## Exercises
a) Print the report on the Paktika blasts word for word, starting at "The Taliban claimed" and ending at "month to 20.".
b) Answer these questions from the report on the Paktika blasts:
(i) How many more police were wounded?
(ii) In which province did NATO say it captured a Haqqani leader on Nov. 25?
(iii) In which district did the coalition airstrike take place?

## Passage
Deputy Interior Minister Gen. Abdul Rahman Rahman led a delegation to Paktika province, where the twin blasts struck the police headquarters within 20 minutes of each other, said Zemari Bashary, a spokesman for the Interior Ministry. Another 14 police were wounded, he said.

"The delegation will investigate the incident and find ways to prevent future attacks, not only in Paktika but in other provinces in the country," he told reporters at a news conference.

The blasts happened in an area along the Pakistan border that has long been a refuge for Islamist extremists from around the world. It is one of the most violent areas of Afghanistan, where NATO and Afghan forces fight daily against the Haqqani network, a Pakistan-based Taliban faction closely tied to al-Qaida.

The Taliban claimed responsibility in an e-mail sent to the media.

Also Sunday, NATO said it captured a Haqqani leader on Nov. 25 in the eastern Afghan province of Khost. He was accused of carrying out remote-controlled roadside bombings targeting coalition bases and convoys.

The capture brings the number of senior Haqqani leaders captured this month to 20.

Although NATO forces have poured troops into the southern provinces of Kandahar and Helmand and have been making progress in rolling back the Taliban, fighting has continued in the eastern provinces where the Haqqani network holds sway.

On Sunday, NATO said coalition forces launched an airstrike in Nad Ali district in Helmand province, killing a Taliban leader who planned and coordinated roadside bombs against Afghan and NATO forces.

NATO said forces tracked the leader all day and launched the strike as the man walked into an "isolated open field," according to a statement from the military coalition.

Records from a dataset:
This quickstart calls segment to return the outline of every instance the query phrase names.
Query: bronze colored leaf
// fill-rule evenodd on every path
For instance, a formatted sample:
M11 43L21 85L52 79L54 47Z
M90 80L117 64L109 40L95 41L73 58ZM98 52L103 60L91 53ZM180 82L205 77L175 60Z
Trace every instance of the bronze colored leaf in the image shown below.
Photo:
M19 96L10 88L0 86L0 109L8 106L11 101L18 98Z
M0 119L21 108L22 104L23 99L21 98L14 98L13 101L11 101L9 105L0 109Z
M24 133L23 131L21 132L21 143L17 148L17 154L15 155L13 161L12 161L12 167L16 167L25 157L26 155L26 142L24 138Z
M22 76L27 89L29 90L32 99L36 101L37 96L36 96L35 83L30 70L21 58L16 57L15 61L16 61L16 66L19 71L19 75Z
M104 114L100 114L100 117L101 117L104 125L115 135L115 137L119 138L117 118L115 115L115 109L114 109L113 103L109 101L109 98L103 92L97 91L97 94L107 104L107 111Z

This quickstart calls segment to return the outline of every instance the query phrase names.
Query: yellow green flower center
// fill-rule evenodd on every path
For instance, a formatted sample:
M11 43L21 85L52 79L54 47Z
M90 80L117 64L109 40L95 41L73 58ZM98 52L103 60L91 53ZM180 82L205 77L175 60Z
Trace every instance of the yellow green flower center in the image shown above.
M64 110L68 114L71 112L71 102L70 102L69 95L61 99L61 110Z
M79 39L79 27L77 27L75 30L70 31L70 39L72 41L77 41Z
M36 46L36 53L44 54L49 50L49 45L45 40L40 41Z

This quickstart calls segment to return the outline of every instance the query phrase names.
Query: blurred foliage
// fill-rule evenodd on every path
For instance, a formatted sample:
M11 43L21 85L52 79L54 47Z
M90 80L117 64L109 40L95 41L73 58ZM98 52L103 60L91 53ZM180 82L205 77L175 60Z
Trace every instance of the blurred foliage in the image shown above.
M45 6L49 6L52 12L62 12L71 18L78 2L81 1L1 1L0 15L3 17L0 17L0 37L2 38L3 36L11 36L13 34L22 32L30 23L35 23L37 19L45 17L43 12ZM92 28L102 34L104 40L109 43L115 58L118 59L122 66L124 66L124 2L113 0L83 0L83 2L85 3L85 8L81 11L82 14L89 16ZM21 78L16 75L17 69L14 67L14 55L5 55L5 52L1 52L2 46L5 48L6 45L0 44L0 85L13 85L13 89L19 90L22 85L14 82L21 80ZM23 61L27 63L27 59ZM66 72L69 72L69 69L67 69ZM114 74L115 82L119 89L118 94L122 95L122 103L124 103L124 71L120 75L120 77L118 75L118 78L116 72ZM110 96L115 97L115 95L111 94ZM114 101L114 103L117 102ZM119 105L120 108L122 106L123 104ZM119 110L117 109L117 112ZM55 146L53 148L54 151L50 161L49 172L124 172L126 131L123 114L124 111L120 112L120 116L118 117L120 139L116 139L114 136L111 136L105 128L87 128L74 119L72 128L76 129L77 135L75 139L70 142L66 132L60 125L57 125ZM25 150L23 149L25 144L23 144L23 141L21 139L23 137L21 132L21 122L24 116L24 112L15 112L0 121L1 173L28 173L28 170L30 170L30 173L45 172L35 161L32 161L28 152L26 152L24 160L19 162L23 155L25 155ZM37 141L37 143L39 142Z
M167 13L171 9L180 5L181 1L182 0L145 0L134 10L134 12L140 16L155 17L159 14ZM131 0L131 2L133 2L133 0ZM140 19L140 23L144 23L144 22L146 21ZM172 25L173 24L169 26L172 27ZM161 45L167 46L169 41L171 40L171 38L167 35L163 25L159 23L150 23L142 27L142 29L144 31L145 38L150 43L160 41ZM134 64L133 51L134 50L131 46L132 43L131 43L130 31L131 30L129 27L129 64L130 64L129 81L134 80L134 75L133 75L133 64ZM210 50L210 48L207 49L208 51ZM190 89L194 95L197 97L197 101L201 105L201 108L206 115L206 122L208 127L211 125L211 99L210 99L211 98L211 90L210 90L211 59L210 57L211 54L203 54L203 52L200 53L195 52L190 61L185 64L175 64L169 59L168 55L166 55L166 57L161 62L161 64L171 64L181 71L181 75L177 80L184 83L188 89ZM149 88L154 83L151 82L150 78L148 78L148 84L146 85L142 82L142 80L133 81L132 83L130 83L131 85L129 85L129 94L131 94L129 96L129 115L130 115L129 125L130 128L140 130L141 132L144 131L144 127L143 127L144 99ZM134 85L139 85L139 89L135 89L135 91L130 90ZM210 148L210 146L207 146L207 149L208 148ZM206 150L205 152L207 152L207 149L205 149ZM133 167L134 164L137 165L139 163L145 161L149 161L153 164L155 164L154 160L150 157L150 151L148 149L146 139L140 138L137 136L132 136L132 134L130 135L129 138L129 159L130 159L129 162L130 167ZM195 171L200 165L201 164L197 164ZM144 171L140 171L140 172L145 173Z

## Outputs for the tasks
a)
The Taliban claimed responsibility in an e-mail sent to the media.

Also Sunday, NATO said it captured a Haqqani leader on Nov. 25 in the eastern Afghan province of Khost. He was accused of carrying out remote-controlled roadside bombings targeting coalition bases and convoys.

The capture brings the number of senior Haqqani leaders captured this month to 20.

b)
(i) 14
(ii) Khost
(iii) Nad Ali